◆ **Task directions**: The lines you need are those holding the word "below"; pull them from the material.

**** Data to process

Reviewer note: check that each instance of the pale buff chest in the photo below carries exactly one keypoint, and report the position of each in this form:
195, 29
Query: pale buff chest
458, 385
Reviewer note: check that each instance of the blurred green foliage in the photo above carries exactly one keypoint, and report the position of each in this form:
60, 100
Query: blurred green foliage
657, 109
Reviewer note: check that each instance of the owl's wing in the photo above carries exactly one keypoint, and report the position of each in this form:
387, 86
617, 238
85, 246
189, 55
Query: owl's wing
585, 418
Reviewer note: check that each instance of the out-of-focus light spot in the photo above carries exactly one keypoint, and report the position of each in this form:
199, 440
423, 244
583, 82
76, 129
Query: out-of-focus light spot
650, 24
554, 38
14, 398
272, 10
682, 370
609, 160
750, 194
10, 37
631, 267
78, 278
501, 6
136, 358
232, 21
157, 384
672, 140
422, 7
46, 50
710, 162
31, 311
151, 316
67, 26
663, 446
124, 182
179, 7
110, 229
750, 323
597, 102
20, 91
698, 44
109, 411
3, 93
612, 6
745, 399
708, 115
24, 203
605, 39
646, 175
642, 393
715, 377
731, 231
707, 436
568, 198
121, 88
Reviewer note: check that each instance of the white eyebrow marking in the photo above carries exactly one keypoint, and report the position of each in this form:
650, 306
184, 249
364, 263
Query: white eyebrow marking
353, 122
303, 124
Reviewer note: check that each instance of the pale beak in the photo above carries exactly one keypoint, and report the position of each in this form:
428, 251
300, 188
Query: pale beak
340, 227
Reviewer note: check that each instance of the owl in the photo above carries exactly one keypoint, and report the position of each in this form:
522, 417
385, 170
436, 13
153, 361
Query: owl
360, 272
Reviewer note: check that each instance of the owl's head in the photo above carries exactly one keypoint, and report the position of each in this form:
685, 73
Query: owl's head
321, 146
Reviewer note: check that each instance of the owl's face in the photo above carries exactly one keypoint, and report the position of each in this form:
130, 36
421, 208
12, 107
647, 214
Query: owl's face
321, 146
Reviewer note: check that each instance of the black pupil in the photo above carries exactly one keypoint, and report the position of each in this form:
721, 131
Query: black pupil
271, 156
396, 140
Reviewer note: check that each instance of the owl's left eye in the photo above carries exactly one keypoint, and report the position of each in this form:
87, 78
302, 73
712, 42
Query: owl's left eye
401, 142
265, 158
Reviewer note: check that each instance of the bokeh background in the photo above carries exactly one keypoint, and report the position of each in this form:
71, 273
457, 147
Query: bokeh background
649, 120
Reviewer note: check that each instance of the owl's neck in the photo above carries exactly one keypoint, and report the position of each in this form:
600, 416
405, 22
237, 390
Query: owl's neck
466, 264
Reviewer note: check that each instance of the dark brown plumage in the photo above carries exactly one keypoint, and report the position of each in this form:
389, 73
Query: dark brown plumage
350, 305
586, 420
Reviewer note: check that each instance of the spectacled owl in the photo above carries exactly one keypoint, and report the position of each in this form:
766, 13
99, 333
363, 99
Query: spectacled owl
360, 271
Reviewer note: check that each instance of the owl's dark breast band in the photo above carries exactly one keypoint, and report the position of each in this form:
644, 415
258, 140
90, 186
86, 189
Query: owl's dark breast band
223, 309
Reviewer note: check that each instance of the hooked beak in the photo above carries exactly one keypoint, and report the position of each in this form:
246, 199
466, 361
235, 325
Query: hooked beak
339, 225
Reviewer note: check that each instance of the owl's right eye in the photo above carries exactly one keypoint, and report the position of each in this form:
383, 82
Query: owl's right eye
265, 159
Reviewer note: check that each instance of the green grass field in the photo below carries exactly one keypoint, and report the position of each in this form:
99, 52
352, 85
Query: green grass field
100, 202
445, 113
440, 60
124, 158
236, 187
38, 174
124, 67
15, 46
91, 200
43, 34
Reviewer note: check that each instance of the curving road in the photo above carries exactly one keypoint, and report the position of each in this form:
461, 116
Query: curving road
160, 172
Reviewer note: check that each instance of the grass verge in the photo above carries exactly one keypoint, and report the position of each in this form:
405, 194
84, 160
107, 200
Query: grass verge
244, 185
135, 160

********

◆ **Exercise output**:
Reviewer note: check that each instance of the pale buff chest in the photo below carries exactly one keypoint, and report the position of each in this form:
Reviewer note: check that each instance of the green grass field in the photo below carries exactly one keypoint, and report the position of each in this form:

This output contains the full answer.